→ Quoted passage
Excerpts of graduation address delivered at the 113th
Convocation of Asian Institute of Technology on May 26 in Thailand:
From groves of academe to world of reality
Prof J.B. Dissanayaka Ambassador of Sri Lanka to
Thailand, Cambodia and Lao PDR
We
need knowledge for survival. With the dawn of the new millennium, we
have entered the so-called ‘knowledge society’ where knowledge, rather
than money, is the most essential capital. Lack of knowledge or
ignorance will not take us anywhere. Ignorance will only make you grope
blindly in the dark.
Knowledge is one of the things that you too acquired here. You
entered the portals of this campus with a considerable body of knowledge
and today you are leaving it more knowledgeable than when you entered it
a few years ago. Knowledge is the foundation on which everything else is
built.
Knowledge expands
Universities and academic institutes not only impart knowledge that
is already there but create new knowledge, thereby extending the
horizons of knowledge. With your teachers and peers you worked hard to
add new knowledge to the corpus of knowledge that already existed.
To create new knowledge, you need intelligence. You used your
intelligence to question, argue, compare, contrast, speculate and to
conclude.
Thus you arrived at logical conclusions, transforming your hypotheses
into new theories, thus extending the horizons of knowledge.
Knowledge has its own limits
Having observed the old man for a period of two weeks the specialists
had to confess “We still do not know how he survives”. That clearly
shows that what we know is limited.
There is so much more to be discovered, particularly in the area that
deals with the workings of the mind.
Knowledge can also be abused
Learning should lead to wisdom. File photo |
The acquisition of knowledge is one thing. The use of knowledge is
another thing.
The abuse of knowledge is quite a different thing. The knowledge that
you have acquired in Management, Environment or IT can not only be used
but also be abused.

→ Tasks
- A) Retype the graduation address passage starting at "Thus you arrived" and ending at "know is limited.", matching the original word for word.
- B) Continue the graduation address on knowledge from where it stops.

→ Recorded data
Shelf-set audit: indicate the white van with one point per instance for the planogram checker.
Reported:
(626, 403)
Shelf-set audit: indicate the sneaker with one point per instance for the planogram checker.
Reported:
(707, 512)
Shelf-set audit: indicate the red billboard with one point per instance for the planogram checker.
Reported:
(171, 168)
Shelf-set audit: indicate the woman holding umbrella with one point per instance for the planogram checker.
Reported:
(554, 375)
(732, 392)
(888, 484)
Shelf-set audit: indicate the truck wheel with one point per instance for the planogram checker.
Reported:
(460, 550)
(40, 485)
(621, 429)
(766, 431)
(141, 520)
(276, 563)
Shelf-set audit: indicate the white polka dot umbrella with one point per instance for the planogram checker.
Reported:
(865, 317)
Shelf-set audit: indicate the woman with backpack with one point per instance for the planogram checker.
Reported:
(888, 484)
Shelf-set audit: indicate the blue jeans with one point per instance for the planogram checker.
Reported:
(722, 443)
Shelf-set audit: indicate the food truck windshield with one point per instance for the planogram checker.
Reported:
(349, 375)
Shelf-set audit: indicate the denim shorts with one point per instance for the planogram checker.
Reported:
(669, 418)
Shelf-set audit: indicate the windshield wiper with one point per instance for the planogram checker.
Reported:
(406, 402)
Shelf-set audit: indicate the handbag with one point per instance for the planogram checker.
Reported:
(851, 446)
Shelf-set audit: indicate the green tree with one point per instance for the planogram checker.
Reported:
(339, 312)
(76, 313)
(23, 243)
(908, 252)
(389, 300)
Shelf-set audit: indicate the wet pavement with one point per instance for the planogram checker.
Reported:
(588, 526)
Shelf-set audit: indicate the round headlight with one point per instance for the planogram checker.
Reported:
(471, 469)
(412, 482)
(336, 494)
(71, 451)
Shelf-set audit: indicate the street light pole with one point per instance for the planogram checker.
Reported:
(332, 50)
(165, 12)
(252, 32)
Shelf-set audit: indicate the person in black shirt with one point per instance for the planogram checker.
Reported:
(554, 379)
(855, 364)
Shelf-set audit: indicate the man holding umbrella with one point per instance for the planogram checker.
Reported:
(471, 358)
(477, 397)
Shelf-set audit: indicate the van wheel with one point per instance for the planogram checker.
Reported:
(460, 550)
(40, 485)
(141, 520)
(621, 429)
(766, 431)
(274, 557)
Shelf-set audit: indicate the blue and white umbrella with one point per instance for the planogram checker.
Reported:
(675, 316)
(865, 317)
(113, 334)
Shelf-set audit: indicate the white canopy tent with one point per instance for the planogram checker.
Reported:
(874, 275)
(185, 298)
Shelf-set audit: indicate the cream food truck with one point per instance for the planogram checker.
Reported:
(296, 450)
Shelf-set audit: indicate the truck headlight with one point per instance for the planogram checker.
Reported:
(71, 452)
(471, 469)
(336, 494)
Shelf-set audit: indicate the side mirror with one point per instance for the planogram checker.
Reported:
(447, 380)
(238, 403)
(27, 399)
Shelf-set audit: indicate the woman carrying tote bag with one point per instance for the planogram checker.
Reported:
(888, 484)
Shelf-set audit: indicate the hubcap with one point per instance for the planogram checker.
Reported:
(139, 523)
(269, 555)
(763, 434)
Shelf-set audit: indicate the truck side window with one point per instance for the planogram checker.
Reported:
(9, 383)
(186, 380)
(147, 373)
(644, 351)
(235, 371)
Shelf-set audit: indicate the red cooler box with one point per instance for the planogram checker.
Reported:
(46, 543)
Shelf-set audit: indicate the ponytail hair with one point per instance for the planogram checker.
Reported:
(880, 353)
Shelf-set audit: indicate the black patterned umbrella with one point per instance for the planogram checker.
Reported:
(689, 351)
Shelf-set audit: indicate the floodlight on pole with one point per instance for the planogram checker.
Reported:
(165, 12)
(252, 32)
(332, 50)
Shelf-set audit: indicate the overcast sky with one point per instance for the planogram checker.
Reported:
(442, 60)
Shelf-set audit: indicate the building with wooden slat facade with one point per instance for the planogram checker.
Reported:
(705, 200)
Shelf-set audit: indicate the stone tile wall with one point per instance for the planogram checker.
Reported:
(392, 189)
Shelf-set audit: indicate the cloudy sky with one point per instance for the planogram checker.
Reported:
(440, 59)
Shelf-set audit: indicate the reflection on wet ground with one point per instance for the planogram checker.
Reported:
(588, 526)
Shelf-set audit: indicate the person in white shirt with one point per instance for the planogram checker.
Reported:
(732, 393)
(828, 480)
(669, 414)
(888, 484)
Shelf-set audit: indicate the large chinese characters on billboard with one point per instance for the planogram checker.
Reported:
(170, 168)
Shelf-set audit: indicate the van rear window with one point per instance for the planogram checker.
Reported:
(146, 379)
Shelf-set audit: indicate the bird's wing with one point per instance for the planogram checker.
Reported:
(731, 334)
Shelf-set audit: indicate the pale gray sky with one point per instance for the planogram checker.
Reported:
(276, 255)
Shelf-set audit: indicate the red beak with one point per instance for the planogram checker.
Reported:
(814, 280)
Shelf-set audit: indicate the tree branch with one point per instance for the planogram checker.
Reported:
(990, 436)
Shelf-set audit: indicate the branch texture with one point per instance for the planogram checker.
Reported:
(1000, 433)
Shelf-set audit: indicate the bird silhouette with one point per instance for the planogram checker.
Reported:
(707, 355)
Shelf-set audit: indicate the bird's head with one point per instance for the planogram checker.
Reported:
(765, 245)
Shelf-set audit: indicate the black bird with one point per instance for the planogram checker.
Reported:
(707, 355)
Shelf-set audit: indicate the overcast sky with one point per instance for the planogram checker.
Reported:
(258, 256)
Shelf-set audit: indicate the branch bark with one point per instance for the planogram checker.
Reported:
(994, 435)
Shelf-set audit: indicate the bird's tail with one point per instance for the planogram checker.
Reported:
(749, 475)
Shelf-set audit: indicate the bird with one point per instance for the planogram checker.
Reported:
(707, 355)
--
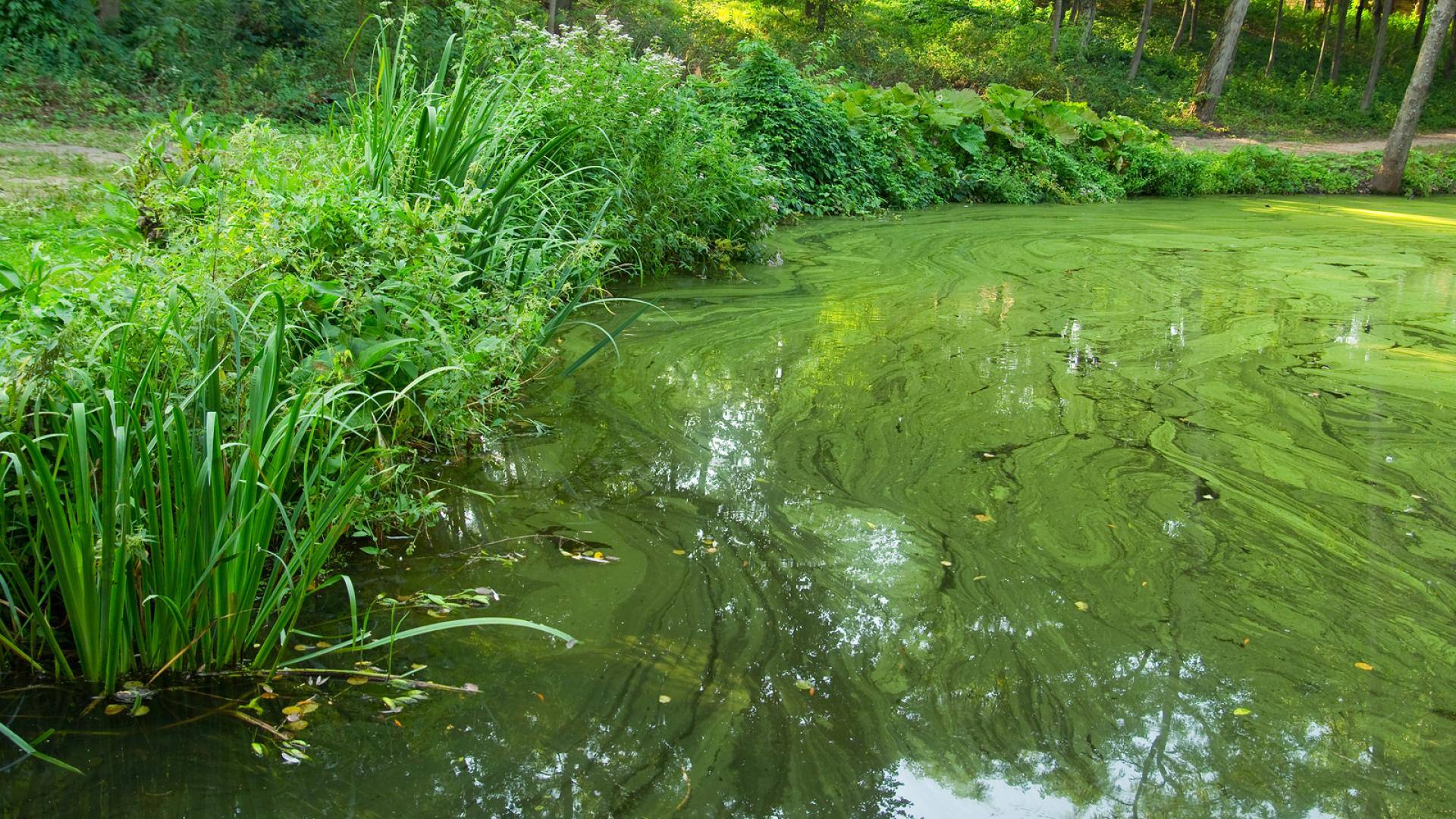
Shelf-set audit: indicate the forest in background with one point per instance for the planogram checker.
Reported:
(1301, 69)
...
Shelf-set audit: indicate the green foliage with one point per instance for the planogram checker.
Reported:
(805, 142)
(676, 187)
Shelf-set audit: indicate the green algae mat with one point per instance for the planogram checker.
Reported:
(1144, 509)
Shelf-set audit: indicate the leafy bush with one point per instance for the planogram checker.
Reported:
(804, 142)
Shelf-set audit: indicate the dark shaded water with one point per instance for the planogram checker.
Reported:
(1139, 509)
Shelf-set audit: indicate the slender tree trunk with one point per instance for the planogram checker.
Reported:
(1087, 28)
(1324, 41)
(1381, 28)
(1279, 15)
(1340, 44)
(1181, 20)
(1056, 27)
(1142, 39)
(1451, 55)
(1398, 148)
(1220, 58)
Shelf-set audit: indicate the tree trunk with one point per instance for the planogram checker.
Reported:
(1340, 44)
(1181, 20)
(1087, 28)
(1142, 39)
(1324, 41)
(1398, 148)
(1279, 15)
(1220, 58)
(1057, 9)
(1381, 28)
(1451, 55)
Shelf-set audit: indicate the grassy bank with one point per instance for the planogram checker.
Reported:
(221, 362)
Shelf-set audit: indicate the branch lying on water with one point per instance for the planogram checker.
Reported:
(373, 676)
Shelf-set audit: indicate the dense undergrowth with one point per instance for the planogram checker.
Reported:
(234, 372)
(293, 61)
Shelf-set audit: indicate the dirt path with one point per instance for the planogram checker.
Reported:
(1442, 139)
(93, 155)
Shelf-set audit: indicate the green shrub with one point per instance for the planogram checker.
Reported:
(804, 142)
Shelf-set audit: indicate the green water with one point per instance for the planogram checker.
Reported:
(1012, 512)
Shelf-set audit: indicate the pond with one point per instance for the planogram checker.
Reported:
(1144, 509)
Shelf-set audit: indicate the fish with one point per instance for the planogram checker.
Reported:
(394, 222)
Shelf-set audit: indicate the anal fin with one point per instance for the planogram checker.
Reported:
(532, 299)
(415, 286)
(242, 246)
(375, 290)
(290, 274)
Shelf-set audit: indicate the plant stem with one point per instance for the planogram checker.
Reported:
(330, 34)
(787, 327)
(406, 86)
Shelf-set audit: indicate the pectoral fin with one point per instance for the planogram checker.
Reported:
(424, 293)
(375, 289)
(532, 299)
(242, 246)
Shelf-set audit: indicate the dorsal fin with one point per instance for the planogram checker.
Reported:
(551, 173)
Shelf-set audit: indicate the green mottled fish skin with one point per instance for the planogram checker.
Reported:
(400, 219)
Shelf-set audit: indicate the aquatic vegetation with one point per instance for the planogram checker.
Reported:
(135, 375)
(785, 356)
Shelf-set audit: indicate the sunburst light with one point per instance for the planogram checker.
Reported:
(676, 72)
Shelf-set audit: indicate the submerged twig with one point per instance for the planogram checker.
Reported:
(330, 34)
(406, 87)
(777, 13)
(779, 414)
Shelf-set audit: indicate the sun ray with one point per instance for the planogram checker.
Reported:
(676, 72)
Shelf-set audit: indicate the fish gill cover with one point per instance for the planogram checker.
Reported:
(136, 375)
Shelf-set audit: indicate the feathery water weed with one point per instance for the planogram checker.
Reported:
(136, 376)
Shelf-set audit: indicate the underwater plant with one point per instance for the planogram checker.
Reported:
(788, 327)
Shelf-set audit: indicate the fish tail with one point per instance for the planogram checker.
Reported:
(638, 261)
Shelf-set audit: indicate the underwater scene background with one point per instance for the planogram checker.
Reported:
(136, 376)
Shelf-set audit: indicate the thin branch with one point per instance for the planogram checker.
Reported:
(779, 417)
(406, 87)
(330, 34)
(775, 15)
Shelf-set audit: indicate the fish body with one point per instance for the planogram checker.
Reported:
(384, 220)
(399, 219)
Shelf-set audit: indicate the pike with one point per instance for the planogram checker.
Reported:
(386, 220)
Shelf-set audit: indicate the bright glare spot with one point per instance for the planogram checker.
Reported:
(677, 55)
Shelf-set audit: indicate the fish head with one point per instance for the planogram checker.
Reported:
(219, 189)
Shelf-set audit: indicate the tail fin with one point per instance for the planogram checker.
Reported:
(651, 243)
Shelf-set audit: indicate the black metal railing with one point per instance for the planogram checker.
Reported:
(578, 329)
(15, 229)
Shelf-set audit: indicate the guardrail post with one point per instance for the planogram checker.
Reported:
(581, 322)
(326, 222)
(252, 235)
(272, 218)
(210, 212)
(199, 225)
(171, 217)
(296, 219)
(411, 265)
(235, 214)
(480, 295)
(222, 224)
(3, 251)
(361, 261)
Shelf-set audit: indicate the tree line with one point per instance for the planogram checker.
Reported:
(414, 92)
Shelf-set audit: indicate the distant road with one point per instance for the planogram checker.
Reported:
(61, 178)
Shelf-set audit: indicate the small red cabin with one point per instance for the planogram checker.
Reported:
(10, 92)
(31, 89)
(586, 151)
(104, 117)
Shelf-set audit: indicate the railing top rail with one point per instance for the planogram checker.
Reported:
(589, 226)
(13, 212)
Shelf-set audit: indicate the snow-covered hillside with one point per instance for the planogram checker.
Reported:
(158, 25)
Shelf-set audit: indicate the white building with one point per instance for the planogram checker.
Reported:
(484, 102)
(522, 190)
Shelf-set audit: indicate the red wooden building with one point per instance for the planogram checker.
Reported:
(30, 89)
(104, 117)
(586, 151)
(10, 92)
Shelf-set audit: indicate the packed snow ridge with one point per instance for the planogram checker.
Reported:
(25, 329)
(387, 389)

→ Your responses
- A)
Thus you arrived at logical conclusions, transforming your hypotheses
into new theories, thus extending the horizons of knowledge.
Knowledge has its own limits
Having observed the old man for a period of two weeks the specialists
had to confess “We still do not know how he survives”. That clearly
shows that what we know is limited.

- B)
He who uses his knowledge of IT, for instance, to create ‘viruses’,
to distort facts and figures, to destroy what we have built over
generations is, in reality, abusing his knowledge for the sake of
private gain over public interest. IT experts are now engaged in seeking
new laws to crush these abuses.
Knowledge is thus a tool that must be handled with care, for it can
either be used to make our life easier, more comfortable and more
efficient or can be abused to make life difficult, more uncomfortable
and disastrous. The choice of using or abusing knowledge is entirely
ours.
Then we need something more powerful than knowledge to monitor its
workings. Is there anything above knowledge? I think there is.
There is ‘wisdom’, the quality of being wise. It is true that
academic courses in universities and institutes give you knowledge; make
you more and more knowledgeable, but do they make you any wiser?
What exactly is ‘wisdom’? Wisdom is something that has to do with
what is right and what is wrong; what is moral and what is immoral; what
is ethical and what is unethical.
The binary distinction between ‘right’ and ‘wrong’ does not always
justify the binary distinction between ‘legal’ and ‘illegal’. What is
‘legal’ may not always be ‘right’.
Disaster and knowledge
Most of the disasters you will face today are due either to the lack
of knowledge or the abuse of knowledge.
Knowledge |
* Needs for
survival
* It expands
* Has its limits
* Can be abused |
There are some disasters that may be called ‘natural’. Storms,
tsunamis, cyclones, typhoons, earthquakes and the like are natural
disasters that are beyond human control. However, thanks to advances in
knowledge, we are today more prepared than ever before to face such
natural disasters. Teams of researchers at the Asian Disaster
Preparedness Centre in Bangkok, for example, are conducting research
into new ways and means of getting information in advance about
impending natural disasters. New machines have been created, new
programs have been designed to record this information.
All the other disasters are man-made. Drought appears to be a natural
disaster but isn’t it triggered off by human desires? Isn’t it the
logical culmination of acts of deforestation engineered by human beings
who seek personal monetary gains at the expense of the public good? Is
global warming a purely natural disaster?
The worst of the disasters are purely man-made. Terrorism,
communalism, religious fanaticism, civil war, pollution, poverty,
inflation, bankruptcy, epidemics, diseases such as AIDS-HIV, drug
addiction, child abuse, human trafficking and so on are caused by human
beings either due to their lack of knowledge or their abuse of
knowledge.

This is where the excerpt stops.